Image annotation data:
____

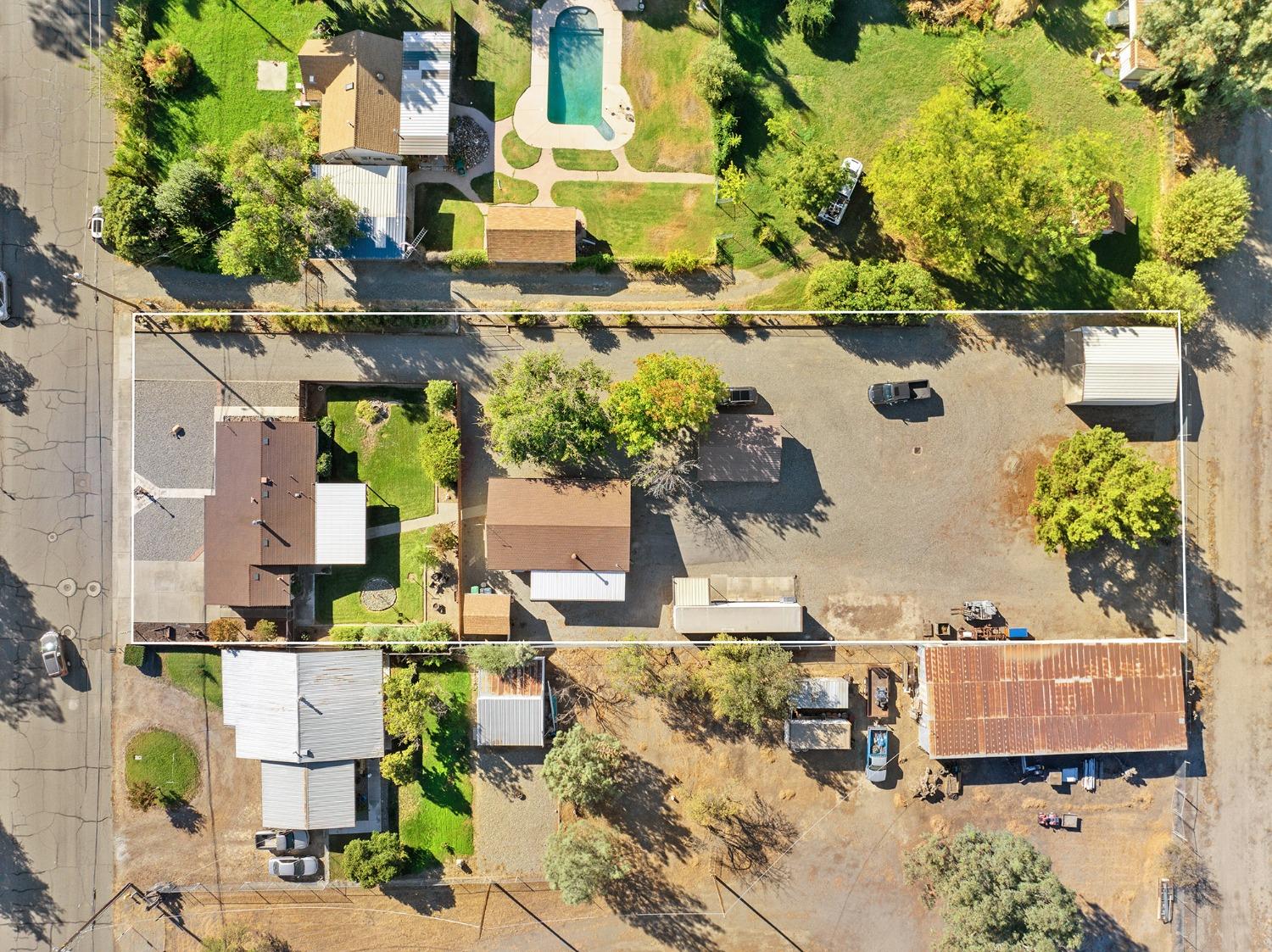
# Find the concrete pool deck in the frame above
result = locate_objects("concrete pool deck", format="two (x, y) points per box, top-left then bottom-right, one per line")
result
(511, 0), (636, 151)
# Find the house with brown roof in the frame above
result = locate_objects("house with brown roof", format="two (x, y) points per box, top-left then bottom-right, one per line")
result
(297, 29), (402, 165)
(204, 420), (366, 609)
(486, 204), (579, 264)
(486, 479), (633, 601)
(918, 641), (1188, 759)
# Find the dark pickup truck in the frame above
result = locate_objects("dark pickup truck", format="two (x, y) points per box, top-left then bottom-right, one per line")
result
(867, 380), (933, 407)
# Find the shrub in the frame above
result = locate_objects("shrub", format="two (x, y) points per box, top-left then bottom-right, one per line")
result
(424, 380), (455, 415)
(468, 642), (536, 675)
(447, 248), (490, 270)
(1162, 168), (1251, 264)
(208, 618), (243, 642)
(381, 743), (420, 787)
(345, 832), (407, 888)
(420, 417), (460, 487)
(142, 39), (195, 92)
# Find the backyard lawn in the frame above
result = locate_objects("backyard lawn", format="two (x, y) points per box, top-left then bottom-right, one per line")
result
(399, 669), (473, 872)
(150, 0), (330, 169)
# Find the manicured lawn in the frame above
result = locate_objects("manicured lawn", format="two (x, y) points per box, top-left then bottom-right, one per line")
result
(163, 651), (221, 708)
(150, 0), (328, 168)
(124, 730), (198, 804)
(315, 529), (432, 626)
(503, 128), (544, 169)
(623, 0), (722, 171)
(323, 387), (434, 526)
(552, 181), (722, 258)
(399, 669), (473, 871)
(473, 171), (539, 204)
(415, 183), (486, 252)
(552, 148), (618, 171)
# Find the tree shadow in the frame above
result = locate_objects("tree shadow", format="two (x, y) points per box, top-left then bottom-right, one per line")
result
(0, 825), (63, 946)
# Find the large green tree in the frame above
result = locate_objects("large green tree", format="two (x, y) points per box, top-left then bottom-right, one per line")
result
(1029, 426), (1180, 552)
(906, 827), (1083, 952)
(1140, 0), (1272, 113)
(544, 820), (628, 906)
(485, 351), (610, 469)
(1160, 166), (1251, 264)
(607, 351), (725, 456)
(870, 86), (1108, 278)
(699, 634), (801, 731)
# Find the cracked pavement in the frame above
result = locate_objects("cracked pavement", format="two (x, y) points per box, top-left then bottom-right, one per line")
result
(0, 0), (116, 952)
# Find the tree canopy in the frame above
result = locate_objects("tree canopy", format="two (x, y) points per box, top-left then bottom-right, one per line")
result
(485, 351), (610, 469)
(906, 827), (1083, 952)
(1029, 426), (1180, 552)
(870, 86), (1108, 277)
(1140, 0), (1272, 114)
(607, 351), (725, 456)
(699, 634), (801, 731)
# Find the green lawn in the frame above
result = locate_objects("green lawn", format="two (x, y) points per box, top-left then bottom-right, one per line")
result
(399, 669), (473, 871)
(124, 728), (198, 804)
(552, 148), (618, 171)
(503, 128), (544, 169)
(315, 529), (432, 626)
(415, 183), (486, 252)
(552, 181), (724, 258)
(163, 651), (221, 708)
(473, 171), (539, 204)
(322, 387), (434, 526)
(150, 0), (328, 169)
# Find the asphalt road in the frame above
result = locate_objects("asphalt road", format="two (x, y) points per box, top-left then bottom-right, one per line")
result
(0, 0), (117, 952)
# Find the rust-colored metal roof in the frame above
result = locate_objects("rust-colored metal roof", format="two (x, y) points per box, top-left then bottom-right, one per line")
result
(486, 479), (633, 572)
(923, 642), (1188, 758)
(204, 420), (318, 608)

____

Tally the lines in the listing that contain the string "backyard", with uppercase and lowercase letters treated as different. Give only the number.

2